# REQUIRED WORK:
[A] In the text on adoptive mothers below, who raised the writer's daughters from the moment the first one came home from the hospital?
[B] Retype the part of the text on adoptive mothers below starting with "What if all" and going on through "of adopted children?".
[C] Using the text on adoptive mothers below, say whether each statement agrees with it. Answer yes or no, and quote the words of the text that decide it.
(i) The writer has regrets about choosing to add to the family through adoption.
(ii) The second daughter came home a year after the first.
(iii) The text names political, economic, religious, and social conflicts as cases where groups with seemingly disparate interests banded together.

Top of GIVEN TEXT

What if all of the parents that ever parented an adopted child actually united in honor of the adopted child's first parents? What if we all united in honor of one another? Gasp! What a concept. How remarkable would that be?
It is powerful when a group presumed to have more power than another group acts, works, speaks, struggles in unison with the less powerful group. There is something that makes you take notice when groups with seemingly disparate interests band together in the name of a just and worthy cause. That has been the case in political, economic, religious, and social conflicts. Could the same thing happen among adoptive, foster, biological and other mothers of adopted children?
I am an adoptive mother and very proud to be one. I have no regrets and no apologies to make to anyone about choosing to add to my family through adoption. But my daughters had two other mothers before I ever came on the scene. The woman who gave birth to them will always be their mother. Their real mother. The incredible therapeutic foster mother who raised both of them from the moment the first one came home from the hospital and then the second one a year later will always be their mother. Their real mother. And make no mistake about it,
I will always be their mother. Their real mother.

Bottom of GIVEN TEXT
Top of DATASET EXCERPT

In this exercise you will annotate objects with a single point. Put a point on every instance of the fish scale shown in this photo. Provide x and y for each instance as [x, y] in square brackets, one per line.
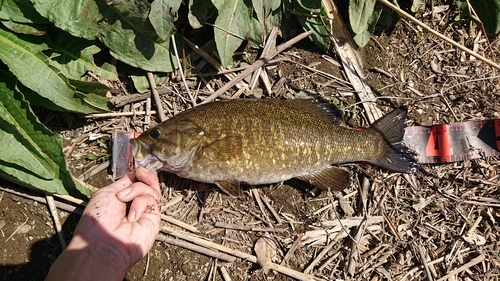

Bottom of DATASET EXCERPT

# ANSWERS BY ITEM NUMBER:
[A] The incredible therapeutic foster mother.

[B]
What if all of the parents that ever parented an adopted child actually united in honor of the adopted child's first parents? What if we all united in honor of one another? Gasp! What a concept. How remarkable would that be?
It is powerful when a group presumed to have more power than another group acts, works, speaks, struggles in unison with the less powerful group. There is something that makes you take notice when groups with seemingly disparate interests band together in the name of a just and worthy cause. That has been the case in political, economic, religious, and social conflicts. Could the same thing happen among adoptive, foster, biological and other mothers of adopted children?

[C]
(i) No: "I have no regrets and no apologies to make to anyone about choosing to add to my family through adoption."
(ii) Yes: "then the second one a year later"
(iii) Yes: "That has been the case in political, economic, religious, and social conflicts."